Stated exercise:
Pull every line of the records below word for word, leaving the pictures out of your answer.

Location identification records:
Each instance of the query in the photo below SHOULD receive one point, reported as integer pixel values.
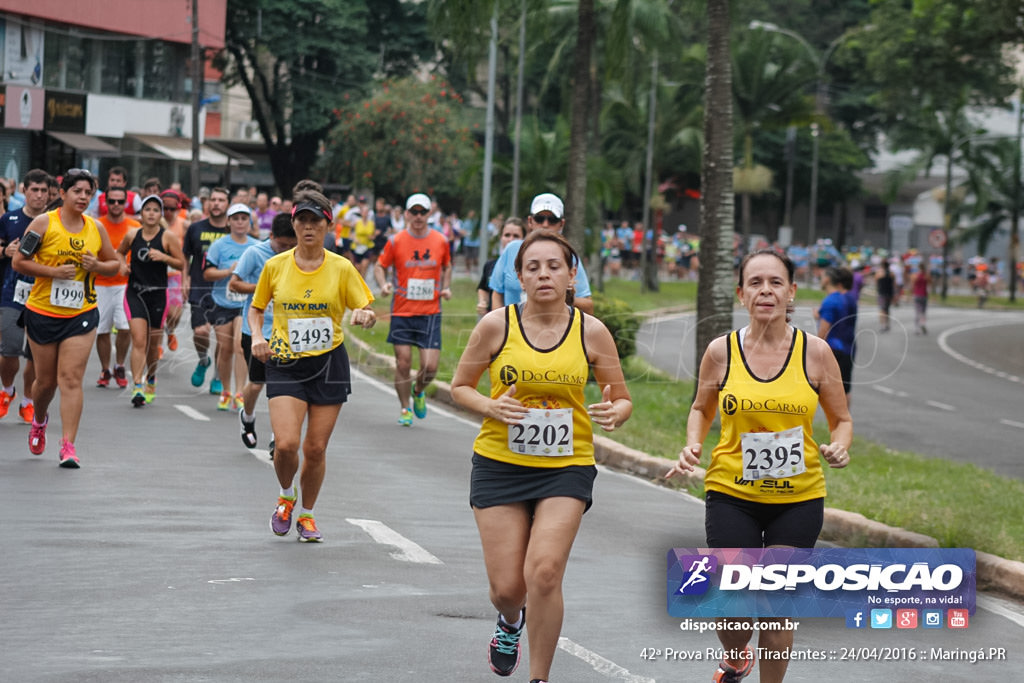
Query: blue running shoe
(199, 375)
(420, 404)
(503, 654)
(406, 419)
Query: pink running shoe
(68, 457)
(37, 436)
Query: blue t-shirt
(223, 254)
(840, 310)
(248, 268)
(505, 281)
(12, 226)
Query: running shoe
(728, 674)
(420, 404)
(225, 401)
(37, 436)
(69, 459)
(503, 655)
(281, 520)
(248, 429)
(5, 399)
(406, 419)
(307, 530)
(199, 375)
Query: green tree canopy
(408, 136)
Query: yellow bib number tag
(68, 293)
(773, 455)
(543, 432)
(310, 334)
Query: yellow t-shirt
(549, 381)
(308, 306)
(66, 298)
(752, 407)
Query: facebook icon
(855, 619)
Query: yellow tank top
(551, 383)
(767, 453)
(62, 298)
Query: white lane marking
(1001, 607)
(599, 664)
(890, 391)
(407, 550)
(192, 413)
(943, 342)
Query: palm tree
(991, 195)
(717, 201)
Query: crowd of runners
(268, 284)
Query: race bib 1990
(68, 293)
(543, 432)
(773, 455)
(22, 290)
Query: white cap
(547, 202)
(418, 199)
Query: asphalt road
(154, 562)
(956, 392)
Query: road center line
(192, 413)
(599, 664)
(407, 550)
(943, 342)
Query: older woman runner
(744, 505)
(534, 459)
(64, 250)
(307, 373)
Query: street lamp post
(820, 60)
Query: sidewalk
(846, 528)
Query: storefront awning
(86, 143)
(179, 148)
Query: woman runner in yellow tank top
(60, 314)
(765, 484)
(534, 462)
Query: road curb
(847, 528)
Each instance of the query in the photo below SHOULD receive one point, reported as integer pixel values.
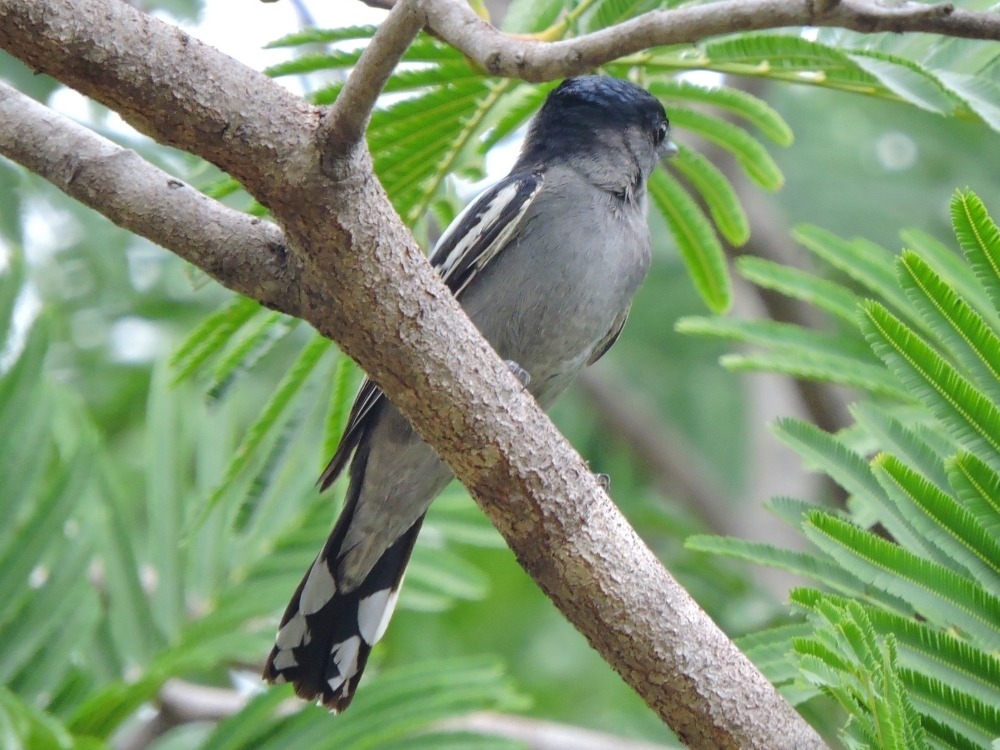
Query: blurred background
(685, 442)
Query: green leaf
(834, 298)
(247, 353)
(978, 721)
(809, 565)
(755, 111)
(922, 648)
(46, 610)
(444, 572)
(789, 338)
(24, 727)
(978, 486)
(980, 239)
(211, 335)
(966, 335)
(950, 266)
(823, 451)
(717, 193)
(821, 367)
(895, 437)
(63, 488)
(750, 154)
(270, 418)
(978, 93)
(342, 390)
(972, 419)
(910, 81)
(941, 520)
(770, 650)
(699, 247)
(939, 594)
(865, 262)
(526, 101)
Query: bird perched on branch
(545, 263)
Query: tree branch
(245, 253)
(345, 122)
(502, 55)
(363, 282)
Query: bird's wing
(472, 240)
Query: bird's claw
(519, 372)
(604, 480)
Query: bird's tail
(326, 634)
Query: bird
(545, 263)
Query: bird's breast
(558, 287)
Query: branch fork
(344, 261)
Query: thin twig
(345, 122)
(502, 55)
(363, 282)
(182, 702)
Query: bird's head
(599, 124)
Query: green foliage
(143, 543)
(905, 636)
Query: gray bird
(545, 263)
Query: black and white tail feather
(327, 634)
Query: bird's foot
(519, 372)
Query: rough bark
(354, 272)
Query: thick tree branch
(502, 55)
(245, 253)
(363, 282)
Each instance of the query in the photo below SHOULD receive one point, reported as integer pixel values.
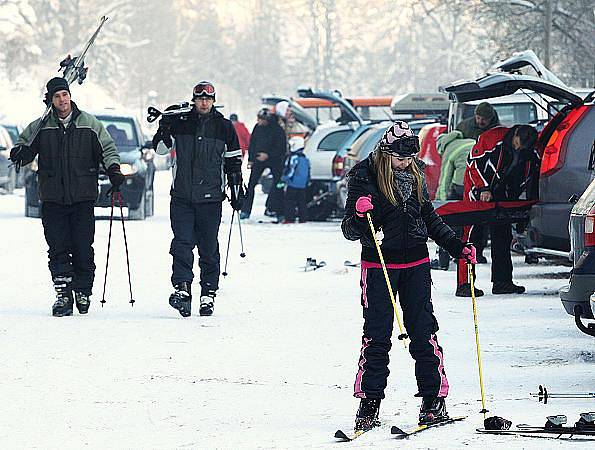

Answer to the task:
Each instance of the query in the photo below SHOULD receive one point, reported as integer pixel values.
Query: blue running shoe
(199, 375)
(420, 404)
(503, 654)
(406, 419)
Query: pink running shoe
(68, 457)
(37, 436)
Query: blue t-shirt
(223, 254)
(840, 310)
(248, 268)
(505, 281)
(12, 226)
Query: running shoe
(728, 674)
(420, 404)
(225, 401)
(37, 436)
(69, 459)
(503, 655)
(281, 520)
(248, 429)
(5, 399)
(406, 419)
(307, 530)
(199, 375)
Query: green tree canopy
(408, 136)
Query: yellow bib number tag
(68, 293)
(773, 455)
(543, 432)
(310, 334)
Query: yellow t-shirt
(549, 381)
(308, 306)
(66, 298)
(752, 407)
Query: facebook icon
(855, 619)
Query: yellow tank top
(551, 383)
(767, 453)
(62, 298)
Query: white lane marking
(1001, 607)
(599, 664)
(890, 391)
(407, 550)
(192, 413)
(943, 342)
Query: palm tree
(991, 195)
(717, 201)
Query: crowd of runners
(268, 284)
Query: race bib 1990
(68, 293)
(543, 432)
(773, 455)
(22, 290)
Query: white cap
(547, 202)
(418, 199)
Query: asphalt road
(154, 562)
(956, 392)
Query: road center line
(192, 413)
(599, 664)
(407, 550)
(943, 342)
Query: older woman runner
(744, 505)
(534, 459)
(64, 250)
(307, 373)
Query: street lamp post
(820, 60)
Query: sidewalk
(846, 528)
Query: storefront awning
(86, 143)
(179, 148)
Query: woman runner in yellow tank top
(60, 314)
(765, 484)
(534, 462)
Query: road curb
(847, 528)
Each instance of the query in the photo below SHOULD receive one point, reported as integer pixel values.
Query: blurred background
(685, 442)
Query: green leaf
(834, 298)
(247, 353)
(978, 721)
(809, 565)
(755, 111)
(922, 648)
(46, 610)
(444, 572)
(789, 338)
(24, 727)
(978, 486)
(980, 239)
(211, 335)
(966, 335)
(950, 266)
(823, 451)
(717, 193)
(821, 367)
(895, 437)
(63, 488)
(750, 154)
(270, 418)
(978, 93)
(342, 390)
(972, 419)
(910, 81)
(941, 520)
(770, 650)
(699, 247)
(939, 594)
(865, 262)
(526, 101)
Query: bird perched on branch
(545, 263)
Query: tree branch
(245, 253)
(345, 122)
(502, 55)
(363, 282)
Query: bird's wing
(472, 240)
Query: bird's claw
(519, 372)
(604, 480)
Query: bird's tail
(326, 634)
Query: bird
(545, 263)
Query: bird's breast
(558, 287)
Query: branch fork
(344, 261)
Query: thin twig
(345, 122)
(502, 55)
(363, 282)
(182, 702)
Query: bird's head
(599, 124)
Query: green foliage
(143, 543)
(905, 636)
Query: gray bird
(545, 263)
Query: black and white tail feather
(327, 634)
Query: bird's foot
(519, 372)
Query: rough bark
(354, 272)
Query: thick tree branch
(502, 55)
(245, 253)
(363, 282)
Each instance of the query in the photo below SHOULD receive one point, reported as integer pixel values.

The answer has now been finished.